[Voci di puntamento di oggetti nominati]
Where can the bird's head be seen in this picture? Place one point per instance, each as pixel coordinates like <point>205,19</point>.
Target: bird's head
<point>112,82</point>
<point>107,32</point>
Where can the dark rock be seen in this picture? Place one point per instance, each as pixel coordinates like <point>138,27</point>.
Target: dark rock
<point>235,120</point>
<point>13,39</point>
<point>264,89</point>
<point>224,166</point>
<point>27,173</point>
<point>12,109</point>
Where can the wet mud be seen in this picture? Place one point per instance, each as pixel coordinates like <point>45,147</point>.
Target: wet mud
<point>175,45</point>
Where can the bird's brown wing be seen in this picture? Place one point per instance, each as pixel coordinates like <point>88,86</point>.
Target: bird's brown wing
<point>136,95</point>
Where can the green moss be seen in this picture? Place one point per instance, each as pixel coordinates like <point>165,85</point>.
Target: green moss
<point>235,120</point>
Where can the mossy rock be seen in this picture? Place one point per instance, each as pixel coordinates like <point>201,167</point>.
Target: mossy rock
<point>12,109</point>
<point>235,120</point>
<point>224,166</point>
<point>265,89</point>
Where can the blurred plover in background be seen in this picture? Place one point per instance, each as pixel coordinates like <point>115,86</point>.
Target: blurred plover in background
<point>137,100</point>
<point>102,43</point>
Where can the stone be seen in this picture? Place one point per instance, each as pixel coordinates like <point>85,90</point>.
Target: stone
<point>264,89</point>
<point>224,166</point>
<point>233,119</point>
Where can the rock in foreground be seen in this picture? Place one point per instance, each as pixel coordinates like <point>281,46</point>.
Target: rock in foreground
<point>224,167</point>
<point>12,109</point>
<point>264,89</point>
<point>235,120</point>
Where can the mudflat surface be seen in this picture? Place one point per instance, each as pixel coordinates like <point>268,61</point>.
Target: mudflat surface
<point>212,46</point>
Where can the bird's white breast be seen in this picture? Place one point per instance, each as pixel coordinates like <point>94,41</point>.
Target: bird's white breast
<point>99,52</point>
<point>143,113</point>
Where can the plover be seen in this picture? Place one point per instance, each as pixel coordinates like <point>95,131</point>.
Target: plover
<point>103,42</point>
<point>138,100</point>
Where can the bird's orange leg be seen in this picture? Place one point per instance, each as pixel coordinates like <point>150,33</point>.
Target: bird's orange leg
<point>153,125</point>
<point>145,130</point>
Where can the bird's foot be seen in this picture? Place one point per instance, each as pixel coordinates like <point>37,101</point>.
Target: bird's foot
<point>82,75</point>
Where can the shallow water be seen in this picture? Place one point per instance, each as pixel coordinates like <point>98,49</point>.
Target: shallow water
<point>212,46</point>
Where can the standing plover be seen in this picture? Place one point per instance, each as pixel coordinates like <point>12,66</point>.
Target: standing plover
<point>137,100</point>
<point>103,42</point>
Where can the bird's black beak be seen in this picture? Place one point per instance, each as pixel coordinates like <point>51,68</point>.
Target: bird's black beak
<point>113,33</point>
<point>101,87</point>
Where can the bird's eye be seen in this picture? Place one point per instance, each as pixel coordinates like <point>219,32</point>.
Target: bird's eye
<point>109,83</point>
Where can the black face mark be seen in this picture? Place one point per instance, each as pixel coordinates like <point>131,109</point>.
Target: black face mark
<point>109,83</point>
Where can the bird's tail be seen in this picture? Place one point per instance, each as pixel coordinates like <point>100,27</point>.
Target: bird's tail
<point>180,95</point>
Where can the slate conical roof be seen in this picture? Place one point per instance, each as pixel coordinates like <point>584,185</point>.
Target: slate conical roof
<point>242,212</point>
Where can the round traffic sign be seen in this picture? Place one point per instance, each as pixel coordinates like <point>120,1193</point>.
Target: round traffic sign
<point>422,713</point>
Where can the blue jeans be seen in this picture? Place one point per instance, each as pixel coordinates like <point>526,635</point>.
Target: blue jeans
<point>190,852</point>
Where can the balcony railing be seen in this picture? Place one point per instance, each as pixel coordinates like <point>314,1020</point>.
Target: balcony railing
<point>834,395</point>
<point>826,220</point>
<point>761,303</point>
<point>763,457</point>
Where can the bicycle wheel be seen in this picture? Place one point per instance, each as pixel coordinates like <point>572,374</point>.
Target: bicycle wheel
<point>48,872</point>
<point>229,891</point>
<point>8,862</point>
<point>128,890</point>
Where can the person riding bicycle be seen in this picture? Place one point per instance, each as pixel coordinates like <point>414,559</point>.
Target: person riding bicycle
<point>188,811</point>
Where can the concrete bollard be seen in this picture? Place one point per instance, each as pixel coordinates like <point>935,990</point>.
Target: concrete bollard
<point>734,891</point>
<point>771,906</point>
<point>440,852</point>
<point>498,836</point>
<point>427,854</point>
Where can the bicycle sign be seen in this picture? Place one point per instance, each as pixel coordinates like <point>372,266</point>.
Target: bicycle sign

**Istruzioni**
Per favore, trasforma in un elenco numerato la parte delle voci che comincia con la riga contenente "Where can the person", inclusa, e prosegue fino alla fine delle voci. Tralascia le righe vuote.

**Soluzione**
1. Where can the person riding bicycle be seen in this picture? Place one point per instance, each as pixel coordinates like <point>414,559</point>.
2. Target: person riding bicycle
3. <point>188,811</point>
4. Where can the concrete bollard be seen in this picture? Place one point per instance, each as pixel coordinates like <point>935,990</point>.
5. Target: concrete bollard
6. <point>734,891</point>
7. <point>771,906</point>
8. <point>440,852</point>
9. <point>498,836</point>
10. <point>427,854</point>
11. Where can the bicycle sign be seen in this picture? Place one point per instance, each as pixel coordinates like <point>372,266</point>.
12. Target: bicycle sign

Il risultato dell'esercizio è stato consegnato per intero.